REQUIRED WORK >> Make an exact copy of the entries, and keep any pictures out of it.

*** INFORMATION GIVEN Section Begins ***

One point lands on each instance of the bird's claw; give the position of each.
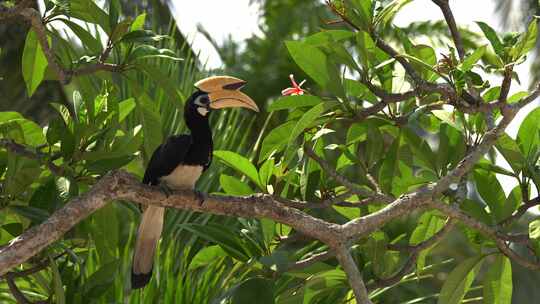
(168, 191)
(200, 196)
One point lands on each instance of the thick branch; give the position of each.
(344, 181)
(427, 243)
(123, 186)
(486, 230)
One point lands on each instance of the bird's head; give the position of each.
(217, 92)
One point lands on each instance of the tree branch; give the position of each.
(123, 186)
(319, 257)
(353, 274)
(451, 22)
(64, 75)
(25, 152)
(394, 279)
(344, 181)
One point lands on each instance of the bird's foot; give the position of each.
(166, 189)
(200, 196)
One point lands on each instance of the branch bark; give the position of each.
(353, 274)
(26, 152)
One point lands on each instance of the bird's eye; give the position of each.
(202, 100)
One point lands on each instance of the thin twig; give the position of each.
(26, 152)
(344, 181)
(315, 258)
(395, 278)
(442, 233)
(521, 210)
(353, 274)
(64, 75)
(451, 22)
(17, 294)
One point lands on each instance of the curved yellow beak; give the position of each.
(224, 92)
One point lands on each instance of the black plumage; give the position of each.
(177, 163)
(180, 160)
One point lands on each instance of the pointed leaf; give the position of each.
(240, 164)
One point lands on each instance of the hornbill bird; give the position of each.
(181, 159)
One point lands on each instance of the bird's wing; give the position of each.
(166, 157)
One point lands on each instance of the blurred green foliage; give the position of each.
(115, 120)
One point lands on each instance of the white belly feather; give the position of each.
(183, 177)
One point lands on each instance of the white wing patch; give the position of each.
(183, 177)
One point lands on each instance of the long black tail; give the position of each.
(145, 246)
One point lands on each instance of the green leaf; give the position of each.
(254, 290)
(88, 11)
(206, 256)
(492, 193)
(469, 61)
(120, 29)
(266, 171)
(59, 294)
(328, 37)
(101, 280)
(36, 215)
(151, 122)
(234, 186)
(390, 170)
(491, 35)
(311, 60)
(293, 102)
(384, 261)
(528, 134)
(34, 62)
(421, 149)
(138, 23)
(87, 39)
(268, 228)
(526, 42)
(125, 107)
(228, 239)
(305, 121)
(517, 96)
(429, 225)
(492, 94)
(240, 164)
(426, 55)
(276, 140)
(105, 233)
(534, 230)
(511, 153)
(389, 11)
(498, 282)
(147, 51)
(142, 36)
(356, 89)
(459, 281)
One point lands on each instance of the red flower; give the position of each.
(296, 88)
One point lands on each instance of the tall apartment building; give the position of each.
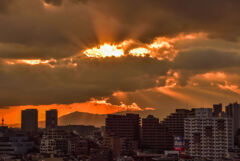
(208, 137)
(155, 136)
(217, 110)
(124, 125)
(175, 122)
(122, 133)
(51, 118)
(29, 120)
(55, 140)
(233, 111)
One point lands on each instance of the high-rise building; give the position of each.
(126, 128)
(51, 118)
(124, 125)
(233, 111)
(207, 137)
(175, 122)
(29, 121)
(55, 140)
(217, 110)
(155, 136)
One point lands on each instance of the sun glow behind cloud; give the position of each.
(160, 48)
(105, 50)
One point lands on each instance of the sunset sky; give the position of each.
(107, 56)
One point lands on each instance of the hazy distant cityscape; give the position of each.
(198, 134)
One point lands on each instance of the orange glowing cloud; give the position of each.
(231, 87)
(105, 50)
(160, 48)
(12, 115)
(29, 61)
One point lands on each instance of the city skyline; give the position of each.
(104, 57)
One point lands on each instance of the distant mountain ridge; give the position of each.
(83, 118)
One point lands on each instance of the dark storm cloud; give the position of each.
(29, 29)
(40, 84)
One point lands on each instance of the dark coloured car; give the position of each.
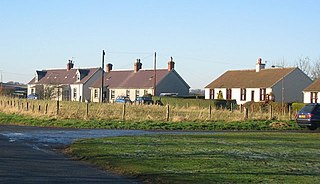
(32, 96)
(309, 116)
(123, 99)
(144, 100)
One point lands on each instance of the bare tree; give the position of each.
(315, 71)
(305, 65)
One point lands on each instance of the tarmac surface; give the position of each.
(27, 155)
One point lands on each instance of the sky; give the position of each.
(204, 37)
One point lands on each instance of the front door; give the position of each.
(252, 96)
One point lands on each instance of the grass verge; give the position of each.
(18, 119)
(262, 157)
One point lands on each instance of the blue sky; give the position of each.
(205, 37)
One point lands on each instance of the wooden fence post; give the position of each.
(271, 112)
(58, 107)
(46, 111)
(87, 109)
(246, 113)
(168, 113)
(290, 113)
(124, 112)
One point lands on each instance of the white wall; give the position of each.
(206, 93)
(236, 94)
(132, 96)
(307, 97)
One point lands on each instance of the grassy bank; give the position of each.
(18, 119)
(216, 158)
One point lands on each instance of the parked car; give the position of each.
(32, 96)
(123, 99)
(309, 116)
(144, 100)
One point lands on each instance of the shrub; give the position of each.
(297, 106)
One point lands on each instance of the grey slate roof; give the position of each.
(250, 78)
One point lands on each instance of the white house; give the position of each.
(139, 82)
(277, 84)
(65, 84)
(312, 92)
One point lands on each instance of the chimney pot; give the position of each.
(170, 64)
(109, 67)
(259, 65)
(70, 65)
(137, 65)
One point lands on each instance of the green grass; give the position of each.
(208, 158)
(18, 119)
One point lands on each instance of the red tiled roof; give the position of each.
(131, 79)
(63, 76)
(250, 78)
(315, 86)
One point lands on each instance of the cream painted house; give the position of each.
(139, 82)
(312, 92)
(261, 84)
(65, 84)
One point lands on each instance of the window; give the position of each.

*** INFORMATION GIVEN Section Ends ***

RESULT >>
One point lands on each instance of the bird's claw; give the position of each.
(168, 191)
(200, 196)
One point lands on each instance of the thick branch; give the position of each.
(344, 181)
(427, 243)
(123, 186)
(486, 230)
One point lands on each instance of the bird's head; give the position of each.
(217, 92)
One point lands on each instance of the tree branch; give the position of each.
(123, 186)
(319, 257)
(353, 274)
(451, 22)
(64, 75)
(25, 152)
(394, 279)
(344, 181)
One point lands on each instance of the bird's foot; give the position of each.
(166, 189)
(200, 196)
One point lands on each instance of the branch bark; give the position of each.
(353, 274)
(26, 152)
One point lands on each instance of the bird's eye; give the position of each.
(202, 100)
One point lands on each instance of the thin twig; give the position of each.
(26, 152)
(344, 181)
(315, 258)
(395, 278)
(442, 233)
(521, 210)
(353, 274)
(64, 75)
(451, 22)
(17, 294)
One point lands on each instance of the curved yellow beak; give the position of each.
(224, 92)
One point lands on each instance of the black plumage; give the position of each.
(177, 163)
(180, 160)
One point lands on each instance of the pointed leaf; give the position of each.
(240, 164)
One point lands on each instance of the hornbill bird; give the position of each.
(181, 159)
One point lands on each instance of the bird's wing; give the position of each.
(166, 157)
One point lands on each instance of the blurred green foliage; give the position of each.
(115, 120)
One point lands on each instance of the white belly feather; give the position of each.
(183, 177)
One point lands on each instance of the white wing patch; give the position of each.
(183, 177)
One point lands on each instance of the long black tail; give the position of each.
(145, 246)
One point lands on each instance of the green leaf; give the position of each.
(254, 290)
(88, 11)
(206, 256)
(492, 193)
(469, 61)
(120, 29)
(266, 171)
(59, 294)
(328, 37)
(101, 280)
(36, 215)
(151, 122)
(234, 186)
(390, 170)
(491, 35)
(311, 60)
(293, 102)
(384, 261)
(528, 134)
(34, 62)
(421, 149)
(138, 23)
(87, 39)
(268, 228)
(526, 42)
(125, 107)
(228, 239)
(305, 121)
(517, 96)
(429, 225)
(492, 94)
(240, 164)
(426, 55)
(276, 140)
(105, 233)
(534, 230)
(511, 153)
(389, 11)
(498, 282)
(147, 51)
(142, 36)
(356, 89)
(459, 281)
One point lands on each instance of the red flower; give the position of each.
(296, 88)
One point lands on each instance of the tall apartment building; give the position of each.
(208, 137)
(155, 136)
(217, 110)
(124, 125)
(175, 122)
(122, 133)
(51, 118)
(29, 120)
(55, 140)
(233, 111)
One point lands on each instance of the high-rise building; give the position of each.
(126, 128)
(51, 118)
(124, 125)
(233, 111)
(207, 137)
(175, 122)
(29, 121)
(55, 140)
(217, 110)
(155, 136)
One point lands on each instance of the sun glow behind cloud; give the position of each.
(160, 48)
(105, 50)
One point lands on each instance of the sunset sky; give the position of each.
(107, 56)
One point lands on each instance of the hazy distant cityscape; give the position of each.
(198, 134)
One point lands on each instance of the orange glowing cloud; give the position of each.
(231, 87)
(105, 50)
(160, 48)
(12, 115)
(29, 61)
One point lands on each instance of the city skyline; give the position of each.
(104, 57)
One point lands on each instance of the distant mountain ridge; give the position of each.
(83, 118)
One point lands on each instance of the dark storm cloud; give the position of each.
(29, 29)
(40, 84)
One point lands on each instance of the dark coloured car; give the position of each.
(32, 96)
(309, 116)
(123, 99)
(144, 100)
One point lands on each instance of the bare tree; give the position of each.
(315, 71)
(305, 65)
One point lands on each instance of the tarmac surface; give the position of each.
(27, 155)
One point lands on each instance of the sky; give the position of each.
(204, 37)
One point lands on each instance of the front door; give the position of each.
(252, 96)
One point lands on each instance of the grass verge; give the position of each.
(18, 119)
(262, 157)
One point lands on each instance of the blue sky; give the position of each.
(205, 37)
One point lands on each instance of the wooden fence post; give the position of each.
(271, 112)
(58, 107)
(46, 111)
(87, 109)
(246, 113)
(168, 113)
(290, 113)
(124, 112)
One point lands on each instance of the white wall; give the position of each.
(206, 93)
(236, 94)
(132, 96)
(307, 97)
One point lands on each instance of the grassy bank; give the position of each.
(18, 119)
(216, 158)
One point lands on each instance of the parked car; give the position of each.
(32, 96)
(123, 99)
(309, 116)
(144, 100)
One point lands on each instance of the shrub; give the position of each.
(297, 106)
One point lands on each instance of the grey slate roof; give the position of each.
(250, 78)
One point lands on each instance of the white house; give the position of each.
(139, 82)
(277, 84)
(65, 84)
(312, 92)
One point lands on each instance of the chimney pot; give the position of each.
(170, 64)
(109, 67)
(259, 65)
(70, 65)
(137, 65)
One point lands on each instance of the green grass; give the position of each.
(208, 158)
(18, 119)
One point lands on each instance of the red tiled roof; give the position of each.
(131, 79)
(63, 76)
(250, 78)
(315, 86)
One point lands on each instance of the cream painted house; give the position of each.
(139, 82)
(312, 92)
(261, 84)
(65, 84)
One point lands on each instance of the window; give the position of each.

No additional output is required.